[START Data extract]

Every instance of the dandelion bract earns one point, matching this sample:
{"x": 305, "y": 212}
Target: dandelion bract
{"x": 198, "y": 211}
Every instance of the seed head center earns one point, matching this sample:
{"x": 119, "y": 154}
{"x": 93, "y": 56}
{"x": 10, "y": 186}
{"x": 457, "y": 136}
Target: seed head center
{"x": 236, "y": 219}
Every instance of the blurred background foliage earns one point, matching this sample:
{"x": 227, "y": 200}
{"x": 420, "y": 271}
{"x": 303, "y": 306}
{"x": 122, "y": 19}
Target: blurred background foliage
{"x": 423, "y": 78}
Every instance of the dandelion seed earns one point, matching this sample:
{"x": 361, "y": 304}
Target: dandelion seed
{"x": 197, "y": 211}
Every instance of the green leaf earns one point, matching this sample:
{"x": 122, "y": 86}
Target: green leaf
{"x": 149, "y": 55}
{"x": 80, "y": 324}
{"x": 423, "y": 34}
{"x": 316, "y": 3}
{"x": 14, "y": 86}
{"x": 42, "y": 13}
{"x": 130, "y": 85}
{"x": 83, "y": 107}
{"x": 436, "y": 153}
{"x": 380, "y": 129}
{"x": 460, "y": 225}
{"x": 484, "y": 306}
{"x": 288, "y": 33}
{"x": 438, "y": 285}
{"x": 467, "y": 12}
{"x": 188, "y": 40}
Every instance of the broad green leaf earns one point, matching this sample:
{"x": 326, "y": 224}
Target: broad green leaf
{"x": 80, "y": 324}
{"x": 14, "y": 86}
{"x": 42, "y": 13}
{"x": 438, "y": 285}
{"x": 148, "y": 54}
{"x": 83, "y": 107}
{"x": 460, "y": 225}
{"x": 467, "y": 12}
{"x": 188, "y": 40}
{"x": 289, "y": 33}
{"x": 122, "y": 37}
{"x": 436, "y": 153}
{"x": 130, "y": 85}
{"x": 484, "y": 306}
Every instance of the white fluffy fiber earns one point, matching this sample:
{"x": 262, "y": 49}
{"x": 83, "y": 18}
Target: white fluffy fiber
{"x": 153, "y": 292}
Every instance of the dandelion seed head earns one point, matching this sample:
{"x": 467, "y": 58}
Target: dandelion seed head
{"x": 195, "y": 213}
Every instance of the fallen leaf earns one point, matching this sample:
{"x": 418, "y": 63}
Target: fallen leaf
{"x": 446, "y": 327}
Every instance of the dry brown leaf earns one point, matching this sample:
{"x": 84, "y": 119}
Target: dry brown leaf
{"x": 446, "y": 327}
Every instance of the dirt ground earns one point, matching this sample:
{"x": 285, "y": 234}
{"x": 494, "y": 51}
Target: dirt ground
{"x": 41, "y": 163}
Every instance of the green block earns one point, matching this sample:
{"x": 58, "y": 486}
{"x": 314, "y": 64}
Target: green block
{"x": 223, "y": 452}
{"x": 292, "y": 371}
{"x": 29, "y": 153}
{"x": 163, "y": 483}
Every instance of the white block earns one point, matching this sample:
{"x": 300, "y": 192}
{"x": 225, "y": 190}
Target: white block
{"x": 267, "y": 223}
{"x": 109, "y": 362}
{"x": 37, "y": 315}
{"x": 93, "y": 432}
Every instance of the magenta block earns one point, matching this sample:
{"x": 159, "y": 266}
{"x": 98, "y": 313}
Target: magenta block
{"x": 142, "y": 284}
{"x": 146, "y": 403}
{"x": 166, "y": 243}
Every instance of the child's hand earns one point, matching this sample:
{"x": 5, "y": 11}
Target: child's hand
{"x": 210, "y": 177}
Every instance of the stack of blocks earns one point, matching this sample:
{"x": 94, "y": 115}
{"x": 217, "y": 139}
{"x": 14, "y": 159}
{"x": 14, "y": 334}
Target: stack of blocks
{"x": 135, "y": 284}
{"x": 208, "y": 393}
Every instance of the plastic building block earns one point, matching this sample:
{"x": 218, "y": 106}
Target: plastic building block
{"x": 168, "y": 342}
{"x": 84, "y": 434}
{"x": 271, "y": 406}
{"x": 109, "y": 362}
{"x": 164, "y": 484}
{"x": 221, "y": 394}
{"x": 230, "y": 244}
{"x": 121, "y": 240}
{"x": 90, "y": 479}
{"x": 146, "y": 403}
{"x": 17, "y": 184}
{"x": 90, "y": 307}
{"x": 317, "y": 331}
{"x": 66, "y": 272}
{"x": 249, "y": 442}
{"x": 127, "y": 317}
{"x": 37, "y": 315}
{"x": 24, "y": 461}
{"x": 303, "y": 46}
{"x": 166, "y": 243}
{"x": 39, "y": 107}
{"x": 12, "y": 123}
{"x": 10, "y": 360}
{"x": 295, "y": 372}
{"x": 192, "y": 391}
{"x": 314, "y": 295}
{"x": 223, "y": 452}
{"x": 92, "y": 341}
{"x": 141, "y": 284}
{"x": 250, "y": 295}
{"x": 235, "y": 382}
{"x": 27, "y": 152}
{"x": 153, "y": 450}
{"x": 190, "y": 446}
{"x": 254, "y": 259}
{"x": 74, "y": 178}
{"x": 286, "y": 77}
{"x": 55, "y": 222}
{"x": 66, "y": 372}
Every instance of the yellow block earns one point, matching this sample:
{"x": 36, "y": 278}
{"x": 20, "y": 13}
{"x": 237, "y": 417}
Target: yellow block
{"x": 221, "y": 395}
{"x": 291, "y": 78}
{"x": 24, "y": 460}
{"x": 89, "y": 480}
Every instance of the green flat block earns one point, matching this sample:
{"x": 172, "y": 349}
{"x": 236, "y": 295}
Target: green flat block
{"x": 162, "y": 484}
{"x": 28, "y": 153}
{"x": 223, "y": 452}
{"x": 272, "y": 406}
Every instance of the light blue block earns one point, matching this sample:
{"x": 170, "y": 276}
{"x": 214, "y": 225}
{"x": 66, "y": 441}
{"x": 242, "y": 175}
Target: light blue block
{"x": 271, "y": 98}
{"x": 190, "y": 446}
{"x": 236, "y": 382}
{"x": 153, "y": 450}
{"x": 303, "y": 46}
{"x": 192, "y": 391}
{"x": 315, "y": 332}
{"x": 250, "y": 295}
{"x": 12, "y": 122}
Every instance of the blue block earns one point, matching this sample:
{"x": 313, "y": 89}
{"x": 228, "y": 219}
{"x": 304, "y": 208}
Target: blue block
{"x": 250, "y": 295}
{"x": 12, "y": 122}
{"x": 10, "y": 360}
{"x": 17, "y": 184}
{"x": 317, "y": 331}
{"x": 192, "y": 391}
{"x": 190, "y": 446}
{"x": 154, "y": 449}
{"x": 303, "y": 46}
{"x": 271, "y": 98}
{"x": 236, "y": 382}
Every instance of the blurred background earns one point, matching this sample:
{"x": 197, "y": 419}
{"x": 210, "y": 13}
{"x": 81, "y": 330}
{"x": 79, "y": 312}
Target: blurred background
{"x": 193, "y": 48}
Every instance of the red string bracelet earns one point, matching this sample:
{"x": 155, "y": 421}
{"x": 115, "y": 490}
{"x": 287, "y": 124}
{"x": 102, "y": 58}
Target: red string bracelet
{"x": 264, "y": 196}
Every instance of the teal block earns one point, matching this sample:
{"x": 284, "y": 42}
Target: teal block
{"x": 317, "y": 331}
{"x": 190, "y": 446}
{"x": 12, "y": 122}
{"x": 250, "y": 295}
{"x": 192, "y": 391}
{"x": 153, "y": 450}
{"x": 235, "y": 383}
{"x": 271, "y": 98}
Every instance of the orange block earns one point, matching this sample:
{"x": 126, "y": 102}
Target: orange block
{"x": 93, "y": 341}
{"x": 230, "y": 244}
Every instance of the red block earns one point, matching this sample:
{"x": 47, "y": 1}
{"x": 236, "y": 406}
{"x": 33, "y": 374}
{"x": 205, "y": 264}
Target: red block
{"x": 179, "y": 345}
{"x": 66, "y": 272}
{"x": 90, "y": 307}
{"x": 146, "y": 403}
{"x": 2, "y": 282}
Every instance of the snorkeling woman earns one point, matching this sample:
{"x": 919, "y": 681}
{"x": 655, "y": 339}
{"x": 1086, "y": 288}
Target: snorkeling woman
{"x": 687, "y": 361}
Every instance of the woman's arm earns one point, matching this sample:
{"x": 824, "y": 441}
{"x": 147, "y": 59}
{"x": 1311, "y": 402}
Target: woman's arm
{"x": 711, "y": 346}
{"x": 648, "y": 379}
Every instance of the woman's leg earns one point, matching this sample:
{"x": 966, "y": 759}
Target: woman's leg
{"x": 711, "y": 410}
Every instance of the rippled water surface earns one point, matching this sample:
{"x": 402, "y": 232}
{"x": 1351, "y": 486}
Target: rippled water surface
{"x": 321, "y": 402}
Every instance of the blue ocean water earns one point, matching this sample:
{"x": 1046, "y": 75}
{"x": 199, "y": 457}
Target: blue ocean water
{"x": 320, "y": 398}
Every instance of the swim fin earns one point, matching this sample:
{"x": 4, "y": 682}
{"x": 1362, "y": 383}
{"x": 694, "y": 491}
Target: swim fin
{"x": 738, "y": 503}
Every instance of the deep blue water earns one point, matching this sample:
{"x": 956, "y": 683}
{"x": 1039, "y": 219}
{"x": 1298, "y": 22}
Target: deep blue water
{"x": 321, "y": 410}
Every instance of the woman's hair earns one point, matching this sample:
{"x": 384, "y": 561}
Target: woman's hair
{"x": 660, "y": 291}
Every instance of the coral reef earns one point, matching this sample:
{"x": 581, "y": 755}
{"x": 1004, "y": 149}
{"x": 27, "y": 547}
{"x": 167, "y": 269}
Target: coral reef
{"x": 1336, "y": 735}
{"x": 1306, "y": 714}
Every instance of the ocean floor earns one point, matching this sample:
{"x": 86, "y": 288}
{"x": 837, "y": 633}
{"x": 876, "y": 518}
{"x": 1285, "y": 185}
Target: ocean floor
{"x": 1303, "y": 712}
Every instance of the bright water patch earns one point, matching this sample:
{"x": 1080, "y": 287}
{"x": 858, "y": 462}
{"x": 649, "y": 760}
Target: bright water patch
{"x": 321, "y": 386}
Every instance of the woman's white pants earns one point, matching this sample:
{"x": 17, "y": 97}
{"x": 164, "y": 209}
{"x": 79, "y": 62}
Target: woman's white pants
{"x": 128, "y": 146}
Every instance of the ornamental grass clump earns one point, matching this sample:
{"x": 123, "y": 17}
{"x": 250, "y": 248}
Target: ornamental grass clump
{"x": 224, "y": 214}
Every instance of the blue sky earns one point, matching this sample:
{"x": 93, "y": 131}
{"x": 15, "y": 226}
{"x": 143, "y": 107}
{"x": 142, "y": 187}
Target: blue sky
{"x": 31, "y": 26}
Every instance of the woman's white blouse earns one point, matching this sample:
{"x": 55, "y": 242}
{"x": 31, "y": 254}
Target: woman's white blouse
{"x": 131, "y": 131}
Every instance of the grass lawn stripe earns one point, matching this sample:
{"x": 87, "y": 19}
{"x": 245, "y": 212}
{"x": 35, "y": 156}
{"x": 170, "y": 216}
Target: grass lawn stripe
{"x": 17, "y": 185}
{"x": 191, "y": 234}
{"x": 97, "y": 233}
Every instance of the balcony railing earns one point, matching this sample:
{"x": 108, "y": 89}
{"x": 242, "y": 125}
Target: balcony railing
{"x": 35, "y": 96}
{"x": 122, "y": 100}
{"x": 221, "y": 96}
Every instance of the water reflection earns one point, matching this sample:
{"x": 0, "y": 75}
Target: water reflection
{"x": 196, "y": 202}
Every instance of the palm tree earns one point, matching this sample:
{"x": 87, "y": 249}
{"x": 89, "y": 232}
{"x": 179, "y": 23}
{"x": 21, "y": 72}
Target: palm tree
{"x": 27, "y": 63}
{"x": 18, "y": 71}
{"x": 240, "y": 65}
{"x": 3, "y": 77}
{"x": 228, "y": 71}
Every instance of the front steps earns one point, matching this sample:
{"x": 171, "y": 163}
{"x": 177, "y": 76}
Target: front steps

[END Data extract]

▸ **What is asked**
Reproduce the lines from the one containing "Every instance of the woman's white blouse" to the end of the entries, keeping both ends and adding nothing.

▸ **Expected answer**
Every instance of the woman's white blouse earns one point, matching this sample:
{"x": 55, "y": 242}
{"x": 31, "y": 254}
Target: woman's white blouse
{"x": 131, "y": 131}
Every instance of the grass lawn stripe earns one point, matching this sample:
{"x": 87, "y": 19}
{"x": 245, "y": 212}
{"x": 35, "y": 156}
{"x": 170, "y": 216}
Target: grass lawn stripe
{"x": 17, "y": 185}
{"x": 191, "y": 234}
{"x": 97, "y": 233}
Every instance of the balcony railing earns one point, matching this sample:
{"x": 108, "y": 89}
{"x": 242, "y": 125}
Target: balcony railing
{"x": 35, "y": 96}
{"x": 122, "y": 100}
{"x": 221, "y": 96}
Every instance of the water reflection earns one point, matching this sample:
{"x": 0, "y": 75}
Target: water reflection
{"x": 196, "y": 202}
Every instance of the palm tree earns one point, matching this sample:
{"x": 87, "y": 249}
{"x": 89, "y": 232}
{"x": 179, "y": 23}
{"x": 21, "y": 72}
Target: palm tree
{"x": 27, "y": 63}
{"x": 18, "y": 71}
{"x": 240, "y": 65}
{"x": 3, "y": 77}
{"x": 228, "y": 71}
Every instance of the front steps earns one point, matching this sample:
{"x": 171, "y": 163}
{"x": 177, "y": 76}
Target: front steps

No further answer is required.